**Exercise prompt:** Lines to return, exactly: from the line with "Put a point on the forest" to the line with "Put a point on the standing" in the entries below, both included.

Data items
============

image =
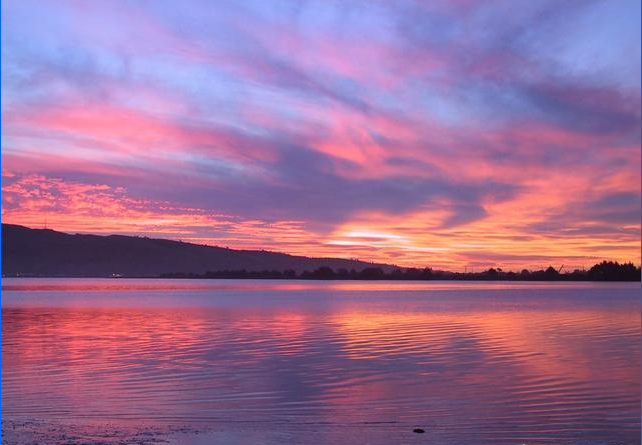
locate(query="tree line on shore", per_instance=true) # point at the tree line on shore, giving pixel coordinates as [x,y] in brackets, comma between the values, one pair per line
[604,271]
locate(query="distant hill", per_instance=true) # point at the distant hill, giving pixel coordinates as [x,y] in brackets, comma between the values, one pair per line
[42,252]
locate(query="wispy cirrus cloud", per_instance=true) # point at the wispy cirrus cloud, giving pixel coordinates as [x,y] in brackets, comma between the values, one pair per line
[461,132]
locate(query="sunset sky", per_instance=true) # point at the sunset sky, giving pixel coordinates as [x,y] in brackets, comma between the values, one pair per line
[449,134]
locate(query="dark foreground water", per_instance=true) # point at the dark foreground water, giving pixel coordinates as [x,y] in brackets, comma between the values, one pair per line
[328,362]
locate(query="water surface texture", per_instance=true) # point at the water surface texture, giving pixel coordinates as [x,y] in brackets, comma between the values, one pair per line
[487,363]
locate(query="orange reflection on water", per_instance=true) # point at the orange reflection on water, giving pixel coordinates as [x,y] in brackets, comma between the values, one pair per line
[503,362]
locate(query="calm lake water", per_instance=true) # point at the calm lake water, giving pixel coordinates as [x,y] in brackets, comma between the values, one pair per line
[328,362]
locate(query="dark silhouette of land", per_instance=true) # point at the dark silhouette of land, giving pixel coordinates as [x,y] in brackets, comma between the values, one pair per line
[48,253]
[604,271]
[42,252]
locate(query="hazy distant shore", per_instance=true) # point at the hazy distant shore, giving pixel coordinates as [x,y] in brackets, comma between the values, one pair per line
[605,271]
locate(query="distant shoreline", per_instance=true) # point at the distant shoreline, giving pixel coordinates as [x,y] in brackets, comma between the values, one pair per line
[605,271]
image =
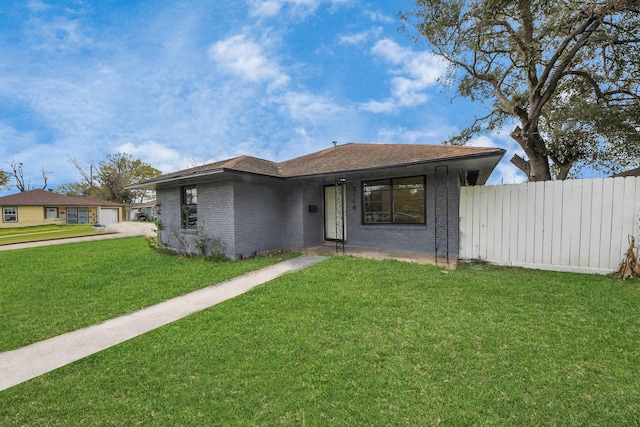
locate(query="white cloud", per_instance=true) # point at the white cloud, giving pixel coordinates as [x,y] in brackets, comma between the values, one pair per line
[308,107]
[159,156]
[415,72]
[247,59]
[386,107]
[379,16]
[430,134]
[361,37]
[37,6]
[271,8]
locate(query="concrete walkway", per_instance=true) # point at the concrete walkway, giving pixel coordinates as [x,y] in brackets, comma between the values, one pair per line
[23,364]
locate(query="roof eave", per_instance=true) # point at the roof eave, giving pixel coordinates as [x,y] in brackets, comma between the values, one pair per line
[497,155]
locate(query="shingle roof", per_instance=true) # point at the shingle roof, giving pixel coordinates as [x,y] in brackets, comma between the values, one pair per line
[342,158]
[49,198]
[354,157]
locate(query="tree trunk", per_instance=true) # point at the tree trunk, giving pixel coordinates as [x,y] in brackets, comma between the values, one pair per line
[537,166]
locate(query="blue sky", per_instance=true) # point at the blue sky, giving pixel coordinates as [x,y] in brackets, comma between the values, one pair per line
[178,83]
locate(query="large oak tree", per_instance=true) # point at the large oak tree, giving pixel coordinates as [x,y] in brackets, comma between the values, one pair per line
[566,72]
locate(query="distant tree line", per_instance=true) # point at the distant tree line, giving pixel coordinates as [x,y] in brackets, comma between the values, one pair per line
[107,180]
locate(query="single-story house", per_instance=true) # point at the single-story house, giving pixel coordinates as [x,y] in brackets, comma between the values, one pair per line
[630,172]
[394,197]
[40,207]
[145,211]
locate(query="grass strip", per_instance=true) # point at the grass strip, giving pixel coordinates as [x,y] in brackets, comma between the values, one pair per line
[45,232]
[362,342]
[51,290]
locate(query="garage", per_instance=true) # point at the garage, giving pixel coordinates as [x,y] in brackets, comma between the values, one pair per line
[108,216]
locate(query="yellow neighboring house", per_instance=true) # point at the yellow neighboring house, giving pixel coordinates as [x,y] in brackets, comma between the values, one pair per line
[40,207]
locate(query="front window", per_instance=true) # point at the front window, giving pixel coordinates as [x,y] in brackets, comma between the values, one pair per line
[9,214]
[394,201]
[51,213]
[189,207]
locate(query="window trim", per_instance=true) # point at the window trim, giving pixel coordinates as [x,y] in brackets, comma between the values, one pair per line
[5,214]
[46,213]
[391,201]
[185,209]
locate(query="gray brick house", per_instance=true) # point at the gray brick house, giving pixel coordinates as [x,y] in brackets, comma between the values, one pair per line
[396,197]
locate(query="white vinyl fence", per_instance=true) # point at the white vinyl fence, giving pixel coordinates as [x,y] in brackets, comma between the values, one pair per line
[579,225]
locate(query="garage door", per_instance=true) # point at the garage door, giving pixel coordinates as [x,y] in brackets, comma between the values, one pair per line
[108,216]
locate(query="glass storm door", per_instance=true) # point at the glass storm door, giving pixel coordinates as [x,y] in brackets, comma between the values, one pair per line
[335,213]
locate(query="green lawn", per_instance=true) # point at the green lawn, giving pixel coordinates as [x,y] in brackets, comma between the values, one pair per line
[362,342]
[47,291]
[45,232]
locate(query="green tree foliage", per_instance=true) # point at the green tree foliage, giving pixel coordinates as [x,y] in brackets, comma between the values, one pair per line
[568,73]
[110,178]
[5,178]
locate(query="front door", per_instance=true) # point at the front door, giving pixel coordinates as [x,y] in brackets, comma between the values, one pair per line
[335,213]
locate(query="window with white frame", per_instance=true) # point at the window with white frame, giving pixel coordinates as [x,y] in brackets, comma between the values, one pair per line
[9,214]
[189,207]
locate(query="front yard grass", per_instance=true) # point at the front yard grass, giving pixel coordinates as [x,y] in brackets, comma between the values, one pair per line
[45,232]
[51,290]
[362,342]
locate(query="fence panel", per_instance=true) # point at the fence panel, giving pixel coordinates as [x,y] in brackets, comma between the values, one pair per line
[573,225]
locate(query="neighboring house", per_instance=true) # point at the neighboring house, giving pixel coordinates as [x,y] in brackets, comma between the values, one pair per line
[395,197]
[40,207]
[140,211]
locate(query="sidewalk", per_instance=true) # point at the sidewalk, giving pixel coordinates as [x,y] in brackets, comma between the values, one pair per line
[18,366]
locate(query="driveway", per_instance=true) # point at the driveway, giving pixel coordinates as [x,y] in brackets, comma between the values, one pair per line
[121,229]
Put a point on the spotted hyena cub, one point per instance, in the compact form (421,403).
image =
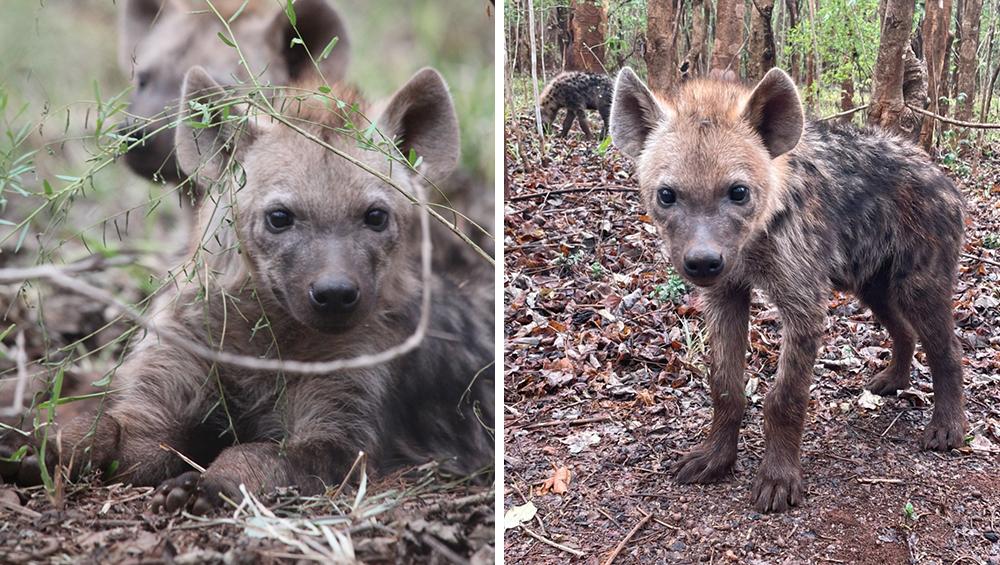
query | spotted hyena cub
(307,257)
(577,92)
(747,194)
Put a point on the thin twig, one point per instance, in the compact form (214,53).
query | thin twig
(547,193)
(880,480)
(959,123)
(551,543)
(579,422)
(621,545)
(842,114)
(980,259)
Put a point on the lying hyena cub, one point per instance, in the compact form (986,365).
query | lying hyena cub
(747,195)
(159,40)
(327,255)
(577,92)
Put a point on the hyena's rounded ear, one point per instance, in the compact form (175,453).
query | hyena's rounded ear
(318,23)
(635,113)
(212,129)
(135,17)
(775,112)
(420,117)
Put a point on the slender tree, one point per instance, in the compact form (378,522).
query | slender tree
(588,23)
(728,36)
(762,52)
(968,64)
(887,108)
(662,24)
(935,40)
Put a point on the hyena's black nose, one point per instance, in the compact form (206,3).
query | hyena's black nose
(334,296)
(703,263)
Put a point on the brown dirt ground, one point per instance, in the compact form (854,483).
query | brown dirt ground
(590,355)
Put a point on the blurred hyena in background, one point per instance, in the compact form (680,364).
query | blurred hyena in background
(747,194)
(159,40)
(577,92)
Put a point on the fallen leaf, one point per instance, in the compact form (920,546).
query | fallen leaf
(558,483)
(870,401)
(582,440)
(517,515)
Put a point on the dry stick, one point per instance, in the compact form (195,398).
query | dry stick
(959,123)
(568,422)
(547,193)
(551,543)
(844,113)
(621,545)
(980,259)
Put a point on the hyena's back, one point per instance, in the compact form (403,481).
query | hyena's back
(884,214)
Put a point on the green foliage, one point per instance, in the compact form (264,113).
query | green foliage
(845,34)
(670,291)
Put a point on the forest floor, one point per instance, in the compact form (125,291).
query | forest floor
(605,386)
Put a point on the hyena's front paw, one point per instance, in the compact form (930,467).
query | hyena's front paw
(887,382)
(944,433)
(705,464)
(189,491)
(777,488)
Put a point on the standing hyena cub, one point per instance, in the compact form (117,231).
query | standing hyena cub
(577,92)
(305,257)
(745,194)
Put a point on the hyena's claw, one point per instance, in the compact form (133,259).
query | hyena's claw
(887,382)
(185,491)
(943,435)
(704,464)
(777,491)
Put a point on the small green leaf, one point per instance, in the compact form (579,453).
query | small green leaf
(329,47)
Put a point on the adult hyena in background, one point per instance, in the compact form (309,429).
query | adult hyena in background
(577,92)
(747,194)
(307,257)
(159,40)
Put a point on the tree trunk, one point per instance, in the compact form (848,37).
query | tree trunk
(588,24)
(935,42)
(887,109)
(794,67)
(661,44)
(847,99)
(728,36)
(694,61)
(968,65)
(762,51)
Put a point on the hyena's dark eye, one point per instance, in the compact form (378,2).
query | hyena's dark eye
(739,194)
(377,219)
(278,220)
(666,196)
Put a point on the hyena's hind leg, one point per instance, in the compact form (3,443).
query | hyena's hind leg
(928,308)
(728,315)
(887,312)
(568,122)
(581,116)
(605,112)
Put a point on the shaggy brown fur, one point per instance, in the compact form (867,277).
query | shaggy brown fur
(260,289)
(746,194)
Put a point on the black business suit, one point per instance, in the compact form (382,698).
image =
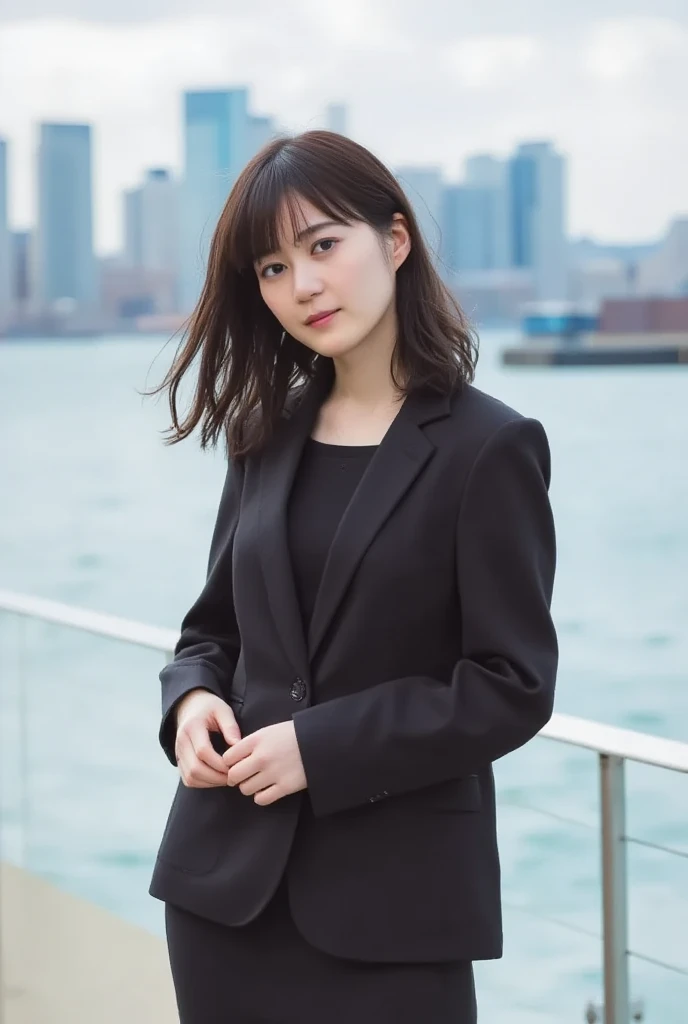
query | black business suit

============

**Result:**
Put a point on the forest floor, one point per instance, in the compact form (125,291).
query | forest floor
(605,386)
Put a point on the hyena's front paw, one point per instance, in the compact form (930,467).
query | hyena's front paw
(887,382)
(944,433)
(705,464)
(189,491)
(777,488)
Put a point on the standing hyena cub, one point per instance, in the compact form (117,231).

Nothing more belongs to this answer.